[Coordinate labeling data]
** START **

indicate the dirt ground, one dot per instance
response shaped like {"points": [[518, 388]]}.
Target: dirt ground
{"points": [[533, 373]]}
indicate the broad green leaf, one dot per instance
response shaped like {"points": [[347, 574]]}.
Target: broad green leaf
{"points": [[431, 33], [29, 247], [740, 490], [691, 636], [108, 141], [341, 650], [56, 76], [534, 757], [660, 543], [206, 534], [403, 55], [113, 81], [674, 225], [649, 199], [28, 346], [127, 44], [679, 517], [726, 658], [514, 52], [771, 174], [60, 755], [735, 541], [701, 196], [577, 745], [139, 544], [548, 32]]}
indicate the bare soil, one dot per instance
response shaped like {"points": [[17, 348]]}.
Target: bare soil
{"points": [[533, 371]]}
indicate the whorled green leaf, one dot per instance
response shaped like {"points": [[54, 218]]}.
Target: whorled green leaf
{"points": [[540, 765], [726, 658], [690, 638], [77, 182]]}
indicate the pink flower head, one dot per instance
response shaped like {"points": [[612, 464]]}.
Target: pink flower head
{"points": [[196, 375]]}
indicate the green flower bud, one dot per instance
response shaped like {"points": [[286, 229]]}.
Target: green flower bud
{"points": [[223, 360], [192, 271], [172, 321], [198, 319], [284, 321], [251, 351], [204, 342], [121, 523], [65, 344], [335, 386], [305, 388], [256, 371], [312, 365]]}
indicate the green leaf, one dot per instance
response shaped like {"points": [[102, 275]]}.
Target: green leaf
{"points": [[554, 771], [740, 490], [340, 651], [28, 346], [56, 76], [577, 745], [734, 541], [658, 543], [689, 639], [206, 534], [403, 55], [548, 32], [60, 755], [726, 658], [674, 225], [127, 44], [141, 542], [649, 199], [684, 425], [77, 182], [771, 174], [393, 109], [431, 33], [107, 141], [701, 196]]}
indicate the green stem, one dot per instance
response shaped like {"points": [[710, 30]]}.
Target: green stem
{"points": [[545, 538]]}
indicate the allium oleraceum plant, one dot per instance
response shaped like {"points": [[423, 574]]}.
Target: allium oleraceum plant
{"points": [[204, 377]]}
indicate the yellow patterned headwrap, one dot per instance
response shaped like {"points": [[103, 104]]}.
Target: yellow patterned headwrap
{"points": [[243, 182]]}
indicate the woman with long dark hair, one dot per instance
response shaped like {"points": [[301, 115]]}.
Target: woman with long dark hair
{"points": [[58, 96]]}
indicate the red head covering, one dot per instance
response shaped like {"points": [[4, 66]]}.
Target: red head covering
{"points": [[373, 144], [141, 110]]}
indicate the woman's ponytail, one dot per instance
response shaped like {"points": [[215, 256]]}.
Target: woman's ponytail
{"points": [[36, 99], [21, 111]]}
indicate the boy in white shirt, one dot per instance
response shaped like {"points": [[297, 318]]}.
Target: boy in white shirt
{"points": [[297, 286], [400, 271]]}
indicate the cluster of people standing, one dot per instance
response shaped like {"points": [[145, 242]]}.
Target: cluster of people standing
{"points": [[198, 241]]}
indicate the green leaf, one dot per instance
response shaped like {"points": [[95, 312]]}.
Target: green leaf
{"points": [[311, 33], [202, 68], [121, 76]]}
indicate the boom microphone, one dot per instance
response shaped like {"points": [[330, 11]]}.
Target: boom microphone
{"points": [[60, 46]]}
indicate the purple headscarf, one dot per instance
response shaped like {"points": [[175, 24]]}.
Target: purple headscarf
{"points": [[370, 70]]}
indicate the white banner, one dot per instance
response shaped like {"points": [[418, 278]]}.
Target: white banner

** END **

[Goal of the exercise]: Repeat exactly the lines from the line containing "indicate the cluster" through the last line of the records above, including both, and nothing else.

[The completed task]:
indicate the cluster of people standing, one dot per instance
response shaped like {"points": [[145, 242]]}.
Target: cluster of people standing
{"points": [[198, 241]]}
indicate the green leaf, one dot per instance
response shaped like {"points": [[95, 312]]}.
Target: green leaf
{"points": [[311, 33], [202, 68], [121, 76]]}
indicate the boom microphone, one dot per instance
response shaped like {"points": [[330, 11]]}.
Target: boom microphone
{"points": [[60, 46]]}
indicate the purple headscarf, one dot per instance
response shaped like {"points": [[175, 24]]}.
Target: purple headscarf
{"points": [[370, 70]]}
indicate the white banner, one dot per instance
response shaped like {"points": [[418, 278]]}.
Target: white banner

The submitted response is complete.